------ Selected extract ------

A very good example of resto cost and value of a 69 Cuda

I know this is a little off-topic from OP, but I can't resist throwing my two cents in.
Just a little color to add to the discussion about restoring a car back to OEM condition, from a guy that has one in OEM condition.
In my opinion, you will never restore back to factory OEM condition because quite frankly, it sucked back then.
Many people on FABO have seen my car in person and can attest to the originality the car presents.
The body panels wave at you when you walk by, not to mention the panel gaps are all over the place.
The orange peel makes an orange look smooth.
Paint runs and drips galore, weatherstripping glue smeared all over hell.
Undercoating where undercoating doesn't belong because the "new guy" on the assembly line was in the pit spraying upwards and couldn't stand the crap falling in his eyes so he would just hold the gun and spray.
If you paid a shop to "restore" your car like that back to OEM condition, it would probably be the last job the shop did.

I used to think about project cars and yeah, it would've been nice at one time. Not anymore, life happens.
If you think you are going to sell your restoration at some time down the road and "come ahead on money", it probably isn't going to happen.
Buy what you want, for what you can afford, and do what you want with it.

The issue I have is when someone tries to hold out a vehicle as "original this" or "original that" when it obviously is not, regardless of price.

------ Record set ------

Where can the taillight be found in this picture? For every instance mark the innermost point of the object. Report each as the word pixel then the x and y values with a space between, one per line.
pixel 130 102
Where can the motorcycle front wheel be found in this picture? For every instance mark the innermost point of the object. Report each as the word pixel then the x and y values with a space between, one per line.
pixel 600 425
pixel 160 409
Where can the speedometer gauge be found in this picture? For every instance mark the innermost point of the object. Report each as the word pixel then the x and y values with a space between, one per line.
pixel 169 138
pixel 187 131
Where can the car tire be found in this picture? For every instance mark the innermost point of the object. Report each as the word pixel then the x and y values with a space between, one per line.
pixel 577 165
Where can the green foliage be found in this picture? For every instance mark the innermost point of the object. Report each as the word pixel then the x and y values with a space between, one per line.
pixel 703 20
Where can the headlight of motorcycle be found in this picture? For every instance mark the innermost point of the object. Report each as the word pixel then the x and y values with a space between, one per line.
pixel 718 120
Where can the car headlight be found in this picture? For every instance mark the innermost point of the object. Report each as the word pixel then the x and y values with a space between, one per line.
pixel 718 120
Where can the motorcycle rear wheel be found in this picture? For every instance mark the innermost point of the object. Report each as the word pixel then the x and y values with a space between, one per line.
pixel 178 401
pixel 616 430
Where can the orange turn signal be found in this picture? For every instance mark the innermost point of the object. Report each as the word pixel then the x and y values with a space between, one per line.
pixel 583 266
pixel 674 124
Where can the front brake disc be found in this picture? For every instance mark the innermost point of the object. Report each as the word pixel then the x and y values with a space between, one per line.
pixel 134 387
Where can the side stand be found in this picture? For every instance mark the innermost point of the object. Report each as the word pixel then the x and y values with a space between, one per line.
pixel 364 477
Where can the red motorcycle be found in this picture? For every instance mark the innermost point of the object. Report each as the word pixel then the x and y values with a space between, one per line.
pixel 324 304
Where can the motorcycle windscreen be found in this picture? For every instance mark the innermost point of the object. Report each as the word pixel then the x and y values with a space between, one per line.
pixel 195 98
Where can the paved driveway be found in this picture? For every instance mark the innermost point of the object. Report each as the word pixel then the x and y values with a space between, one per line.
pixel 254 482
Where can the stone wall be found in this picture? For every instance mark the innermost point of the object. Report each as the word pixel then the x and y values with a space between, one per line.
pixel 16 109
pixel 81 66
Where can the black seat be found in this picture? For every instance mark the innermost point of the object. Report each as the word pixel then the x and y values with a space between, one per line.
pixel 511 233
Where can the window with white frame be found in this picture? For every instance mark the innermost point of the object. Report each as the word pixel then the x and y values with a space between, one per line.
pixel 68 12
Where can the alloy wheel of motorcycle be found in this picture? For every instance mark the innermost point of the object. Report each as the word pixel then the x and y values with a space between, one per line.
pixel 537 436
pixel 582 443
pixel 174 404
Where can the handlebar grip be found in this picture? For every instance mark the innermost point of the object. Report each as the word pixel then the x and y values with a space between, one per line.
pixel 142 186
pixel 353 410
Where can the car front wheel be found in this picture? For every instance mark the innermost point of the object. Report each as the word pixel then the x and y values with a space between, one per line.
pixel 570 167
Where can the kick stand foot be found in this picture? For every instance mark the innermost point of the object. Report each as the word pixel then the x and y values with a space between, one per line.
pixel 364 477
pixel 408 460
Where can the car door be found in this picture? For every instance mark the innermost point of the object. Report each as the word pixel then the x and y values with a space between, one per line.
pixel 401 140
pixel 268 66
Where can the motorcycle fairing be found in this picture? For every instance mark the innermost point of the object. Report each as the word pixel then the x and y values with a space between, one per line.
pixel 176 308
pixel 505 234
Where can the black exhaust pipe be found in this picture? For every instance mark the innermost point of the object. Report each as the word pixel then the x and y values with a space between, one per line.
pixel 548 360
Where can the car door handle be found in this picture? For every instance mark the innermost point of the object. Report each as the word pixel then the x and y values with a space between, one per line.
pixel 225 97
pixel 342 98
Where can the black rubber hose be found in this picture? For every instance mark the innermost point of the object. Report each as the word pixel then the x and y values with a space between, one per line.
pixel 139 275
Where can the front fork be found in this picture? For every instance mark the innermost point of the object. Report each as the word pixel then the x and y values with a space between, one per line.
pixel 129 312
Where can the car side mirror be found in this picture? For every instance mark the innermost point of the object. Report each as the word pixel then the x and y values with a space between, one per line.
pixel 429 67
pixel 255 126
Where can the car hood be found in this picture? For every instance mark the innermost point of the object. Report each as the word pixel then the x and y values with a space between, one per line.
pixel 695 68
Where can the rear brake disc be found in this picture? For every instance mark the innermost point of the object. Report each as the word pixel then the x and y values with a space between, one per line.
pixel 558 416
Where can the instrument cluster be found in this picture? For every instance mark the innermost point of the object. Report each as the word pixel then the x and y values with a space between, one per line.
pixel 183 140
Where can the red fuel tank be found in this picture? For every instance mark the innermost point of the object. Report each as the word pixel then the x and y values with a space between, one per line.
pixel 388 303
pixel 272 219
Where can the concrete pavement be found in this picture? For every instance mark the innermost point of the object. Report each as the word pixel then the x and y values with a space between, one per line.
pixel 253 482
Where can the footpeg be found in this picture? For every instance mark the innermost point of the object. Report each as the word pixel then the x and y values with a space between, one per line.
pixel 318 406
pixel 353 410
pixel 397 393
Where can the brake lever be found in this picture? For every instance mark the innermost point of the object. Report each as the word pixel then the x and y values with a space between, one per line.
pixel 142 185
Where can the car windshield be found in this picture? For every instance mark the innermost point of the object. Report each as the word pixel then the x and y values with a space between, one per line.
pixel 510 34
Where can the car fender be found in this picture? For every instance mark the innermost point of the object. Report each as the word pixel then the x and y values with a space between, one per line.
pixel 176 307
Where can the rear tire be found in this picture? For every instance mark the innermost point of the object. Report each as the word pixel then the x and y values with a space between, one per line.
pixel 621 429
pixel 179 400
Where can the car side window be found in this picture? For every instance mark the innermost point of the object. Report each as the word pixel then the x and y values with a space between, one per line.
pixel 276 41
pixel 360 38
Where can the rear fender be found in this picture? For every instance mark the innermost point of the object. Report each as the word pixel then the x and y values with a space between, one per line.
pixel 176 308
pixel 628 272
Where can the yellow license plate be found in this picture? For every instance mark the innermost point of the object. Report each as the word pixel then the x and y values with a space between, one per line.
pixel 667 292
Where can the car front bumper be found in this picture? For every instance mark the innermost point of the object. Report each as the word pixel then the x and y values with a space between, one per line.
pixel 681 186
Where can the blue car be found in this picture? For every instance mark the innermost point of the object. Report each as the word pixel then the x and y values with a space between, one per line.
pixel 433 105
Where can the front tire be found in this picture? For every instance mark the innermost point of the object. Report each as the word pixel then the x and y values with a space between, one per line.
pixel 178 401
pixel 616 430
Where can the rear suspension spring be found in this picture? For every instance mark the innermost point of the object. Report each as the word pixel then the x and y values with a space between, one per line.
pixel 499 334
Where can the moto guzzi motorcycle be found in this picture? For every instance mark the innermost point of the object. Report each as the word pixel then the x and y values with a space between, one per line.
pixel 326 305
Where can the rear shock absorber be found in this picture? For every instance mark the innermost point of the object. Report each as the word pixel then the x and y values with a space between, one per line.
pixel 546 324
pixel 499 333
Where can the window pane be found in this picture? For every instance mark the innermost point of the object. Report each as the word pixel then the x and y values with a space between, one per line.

------
------ Record set ------

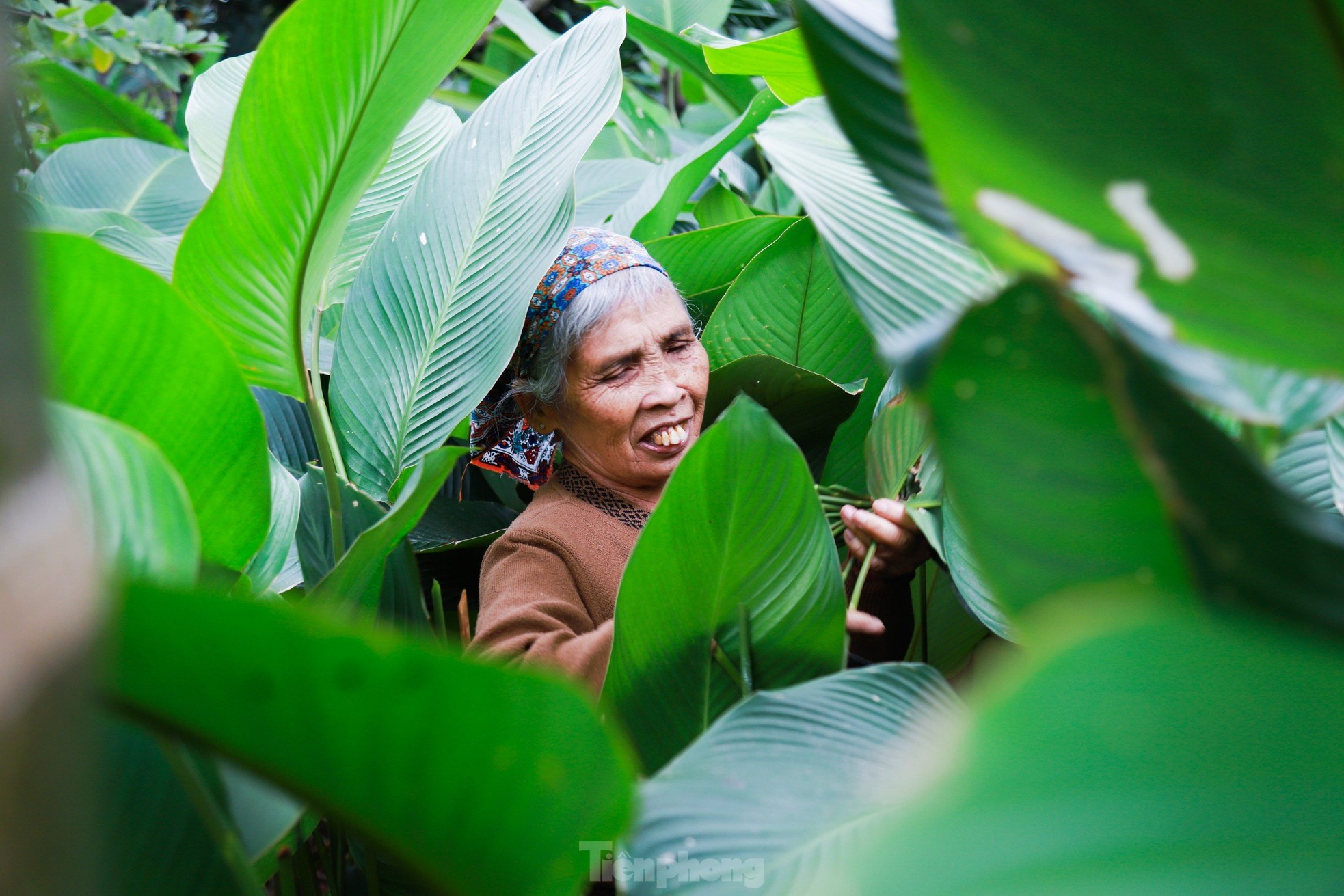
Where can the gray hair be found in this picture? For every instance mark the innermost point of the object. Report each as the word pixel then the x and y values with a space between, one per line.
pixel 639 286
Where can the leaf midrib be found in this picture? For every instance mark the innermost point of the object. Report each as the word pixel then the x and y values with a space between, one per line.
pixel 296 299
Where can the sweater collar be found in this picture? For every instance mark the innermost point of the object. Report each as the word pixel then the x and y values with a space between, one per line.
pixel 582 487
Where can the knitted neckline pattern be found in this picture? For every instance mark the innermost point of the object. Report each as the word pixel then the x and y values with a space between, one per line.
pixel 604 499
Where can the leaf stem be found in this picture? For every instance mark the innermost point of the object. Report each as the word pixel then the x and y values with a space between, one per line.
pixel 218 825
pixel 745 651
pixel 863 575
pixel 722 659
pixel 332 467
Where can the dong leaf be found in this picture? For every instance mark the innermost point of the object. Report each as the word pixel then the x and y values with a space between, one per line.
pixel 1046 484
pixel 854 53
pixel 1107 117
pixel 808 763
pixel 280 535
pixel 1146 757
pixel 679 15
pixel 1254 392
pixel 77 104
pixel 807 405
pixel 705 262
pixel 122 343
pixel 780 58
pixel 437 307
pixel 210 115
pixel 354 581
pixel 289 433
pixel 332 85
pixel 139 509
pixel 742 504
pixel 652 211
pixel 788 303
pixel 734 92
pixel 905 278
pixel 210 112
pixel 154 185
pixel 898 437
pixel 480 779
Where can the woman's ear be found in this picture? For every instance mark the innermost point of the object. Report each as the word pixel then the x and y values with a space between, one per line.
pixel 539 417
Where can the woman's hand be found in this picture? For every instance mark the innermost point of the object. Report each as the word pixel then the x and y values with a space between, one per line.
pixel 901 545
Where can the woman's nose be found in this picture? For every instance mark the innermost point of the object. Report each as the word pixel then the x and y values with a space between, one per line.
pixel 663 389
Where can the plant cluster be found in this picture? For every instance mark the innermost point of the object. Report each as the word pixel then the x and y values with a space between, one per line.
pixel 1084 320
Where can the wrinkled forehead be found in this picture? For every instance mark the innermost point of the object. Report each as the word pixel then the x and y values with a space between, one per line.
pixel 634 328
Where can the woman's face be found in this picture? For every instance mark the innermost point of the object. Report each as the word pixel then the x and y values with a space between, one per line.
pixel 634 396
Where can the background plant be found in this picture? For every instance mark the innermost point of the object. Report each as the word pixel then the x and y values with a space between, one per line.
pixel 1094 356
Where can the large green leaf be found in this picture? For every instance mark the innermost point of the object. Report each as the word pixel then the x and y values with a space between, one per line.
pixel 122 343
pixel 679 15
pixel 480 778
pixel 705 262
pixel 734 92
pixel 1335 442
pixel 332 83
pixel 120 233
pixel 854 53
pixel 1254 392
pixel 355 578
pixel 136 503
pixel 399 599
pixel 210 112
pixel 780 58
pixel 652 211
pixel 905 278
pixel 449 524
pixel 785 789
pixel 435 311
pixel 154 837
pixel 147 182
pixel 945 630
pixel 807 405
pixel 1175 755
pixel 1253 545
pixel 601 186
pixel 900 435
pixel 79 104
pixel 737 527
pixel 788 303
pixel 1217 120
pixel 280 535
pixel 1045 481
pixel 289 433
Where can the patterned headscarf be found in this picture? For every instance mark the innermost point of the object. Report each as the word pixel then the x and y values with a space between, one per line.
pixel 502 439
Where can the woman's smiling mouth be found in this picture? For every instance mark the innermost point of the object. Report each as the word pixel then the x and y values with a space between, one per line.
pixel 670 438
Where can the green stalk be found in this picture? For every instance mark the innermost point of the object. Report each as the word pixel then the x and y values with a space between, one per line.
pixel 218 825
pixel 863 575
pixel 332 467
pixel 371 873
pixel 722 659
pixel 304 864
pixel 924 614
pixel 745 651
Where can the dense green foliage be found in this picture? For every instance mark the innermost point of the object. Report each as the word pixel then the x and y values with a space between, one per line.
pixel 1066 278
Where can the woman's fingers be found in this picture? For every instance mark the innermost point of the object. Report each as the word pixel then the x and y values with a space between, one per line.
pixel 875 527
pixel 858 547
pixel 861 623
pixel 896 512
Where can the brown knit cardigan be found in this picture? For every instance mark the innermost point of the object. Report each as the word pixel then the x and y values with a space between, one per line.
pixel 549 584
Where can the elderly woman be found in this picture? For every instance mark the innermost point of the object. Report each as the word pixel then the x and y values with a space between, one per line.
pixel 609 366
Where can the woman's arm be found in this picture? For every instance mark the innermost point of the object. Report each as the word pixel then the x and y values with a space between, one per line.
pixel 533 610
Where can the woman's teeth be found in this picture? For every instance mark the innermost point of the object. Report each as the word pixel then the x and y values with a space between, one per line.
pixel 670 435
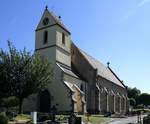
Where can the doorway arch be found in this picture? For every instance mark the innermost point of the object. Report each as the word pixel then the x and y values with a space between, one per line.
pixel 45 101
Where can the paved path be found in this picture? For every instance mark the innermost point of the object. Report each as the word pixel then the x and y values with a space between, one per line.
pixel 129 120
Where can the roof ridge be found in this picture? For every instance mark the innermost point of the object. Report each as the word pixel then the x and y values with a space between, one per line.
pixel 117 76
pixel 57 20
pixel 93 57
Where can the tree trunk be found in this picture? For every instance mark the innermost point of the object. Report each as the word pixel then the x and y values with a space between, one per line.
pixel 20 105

------

Tasks for this exercise:
(1) From the Cuda restoration post, set down the passage that begins at the words "Many people on" and stops after the words "the shop did.".
(2) According to the Cuda restoration post, what do the body panels on the writer's car do when you walk by?

The answers:
(1)
Many people on FABO have seen my car in person and can attest to the originality the car presents.
The body panels wave at you when you walk by, not to mention the panel gaps are all over the place.
The orange peel makes an orange look smooth.
Paint runs and drips galore, weatherstripping glue smeared all over hell.
Undercoating where undercoating doesn't belong because the "new guy" on the assembly line was in the pit spraying upwards and couldn't stand the crap falling in his eyes so he would just hold the gun and spray.
If you paid a shop to "restore" your car like that back to OEM condition, it would probably be the last job the shop did.

(2) They wave at you.